##### THE INPUT #####

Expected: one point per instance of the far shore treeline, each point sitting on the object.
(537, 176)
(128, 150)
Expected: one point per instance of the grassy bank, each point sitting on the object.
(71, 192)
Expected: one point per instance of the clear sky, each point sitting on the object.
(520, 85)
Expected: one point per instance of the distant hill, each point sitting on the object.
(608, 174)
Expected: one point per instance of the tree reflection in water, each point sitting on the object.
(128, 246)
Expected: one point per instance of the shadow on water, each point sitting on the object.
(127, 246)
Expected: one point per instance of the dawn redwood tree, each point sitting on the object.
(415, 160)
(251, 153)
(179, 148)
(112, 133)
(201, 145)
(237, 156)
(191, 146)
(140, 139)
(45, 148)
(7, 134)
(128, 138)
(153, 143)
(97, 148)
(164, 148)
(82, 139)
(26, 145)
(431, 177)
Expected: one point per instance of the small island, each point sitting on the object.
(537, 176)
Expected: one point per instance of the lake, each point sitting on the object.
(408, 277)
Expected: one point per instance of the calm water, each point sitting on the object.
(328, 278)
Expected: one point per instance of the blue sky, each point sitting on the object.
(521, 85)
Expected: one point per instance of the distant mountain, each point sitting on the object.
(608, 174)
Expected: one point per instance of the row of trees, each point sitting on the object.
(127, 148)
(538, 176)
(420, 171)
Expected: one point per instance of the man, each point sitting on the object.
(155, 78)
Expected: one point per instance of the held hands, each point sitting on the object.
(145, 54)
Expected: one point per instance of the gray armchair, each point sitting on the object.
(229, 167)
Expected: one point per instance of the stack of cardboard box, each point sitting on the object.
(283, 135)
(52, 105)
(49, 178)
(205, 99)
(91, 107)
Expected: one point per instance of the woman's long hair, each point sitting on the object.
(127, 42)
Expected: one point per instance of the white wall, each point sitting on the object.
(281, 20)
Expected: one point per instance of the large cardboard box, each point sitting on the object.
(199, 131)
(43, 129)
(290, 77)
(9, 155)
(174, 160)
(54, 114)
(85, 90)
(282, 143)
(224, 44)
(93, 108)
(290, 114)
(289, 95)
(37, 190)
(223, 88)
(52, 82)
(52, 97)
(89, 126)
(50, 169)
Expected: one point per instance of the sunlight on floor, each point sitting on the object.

#####

> **WORK REQUIRED**: From the data above, give every line again exactly as it appears.

> **SOLUTION TO THIS TASK**:
Expected: one point per instance of the far shore treeline, each point sitting on the object.
(537, 176)
(128, 150)
Expected: one point per instance of the grassy bank, each point sitting on the object.
(71, 192)
Expected: one point per instance of the clear sky, each point sitting on the object.
(520, 85)
Expected: one point per instance of the distant hill, each point sitting on the object.
(608, 174)
Expected: one point per instance of the tree reflection in water, each point sitting on the object.
(128, 246)
Expected: one point per instance of the shadow on water, each point sitting on the object.
(127, 246)
Expected: one point per instance of the dawn redwood tree, each point sitting on the object.
(415, 160)
(251, 153)
(179, 148)
(112, 133)
(201, 145)
(237, 156)
(191, 146)
(140, 139)
(45, 148)
(7, 134)
(128, 138)
(153, 143)
(97, 148)
(164, 148)
(82, 139)
(26, 145)
(431, 177)
Expected: one point per instance of the small island, each point sitting on the object.
(537, 176)
Expected: one point per instance of the lake, each point sitting on the object.
(408, 277)
Expected: one point per instance of the calm water, each point sitting on the object.
(328, 278)
Expected: one point per instance of the blue sky, each point sitting on the object.
(521, 85)
Expected: one point per instance of the distant mountain, each point sitting on the object.
(608, 174)
Expected: one point per instance of the row of trees, each point sitting on the object.
(127, 148)
(538, 176)
(420, 171)
Expected: one point per instance of the man, each point sitting on the object.
(155, 78)
Expected: one point per instance of the held hands, each point sitting on the object.
(145, 54)
Expected: one point per instance of the gray armchair, each point sitting on the object.
(229, 167)
Expected: one point per instance of the stack of cardboard box, each point sitting on the object.
(283, 135)
(52, 105)
(49, 178)
(205, 99)
(91, 107)
Expected: one point per instance of the woman's long hair, each point sitting on the object.
(127, 42)
Expected: one point per instance of the white wall, each point sitting on the object.
(281, 20)
Expected: one point per instance of the large cardboard box, each point sitting on the object.
(199, 131)
(43, 129)
(290, 77)
(9, 155)
(174, 160)
(54, 114)
(85, 90)
(282, 143)
(224, 44)
(93, 108)
(290, 114)
(289, 95)
(37, 190)
(223, 88)
(52, 82)
(52, 97)
(89, 126)
(50, 169)
Expected: one point per instance of the sunlight on floor, each point sitting on the object.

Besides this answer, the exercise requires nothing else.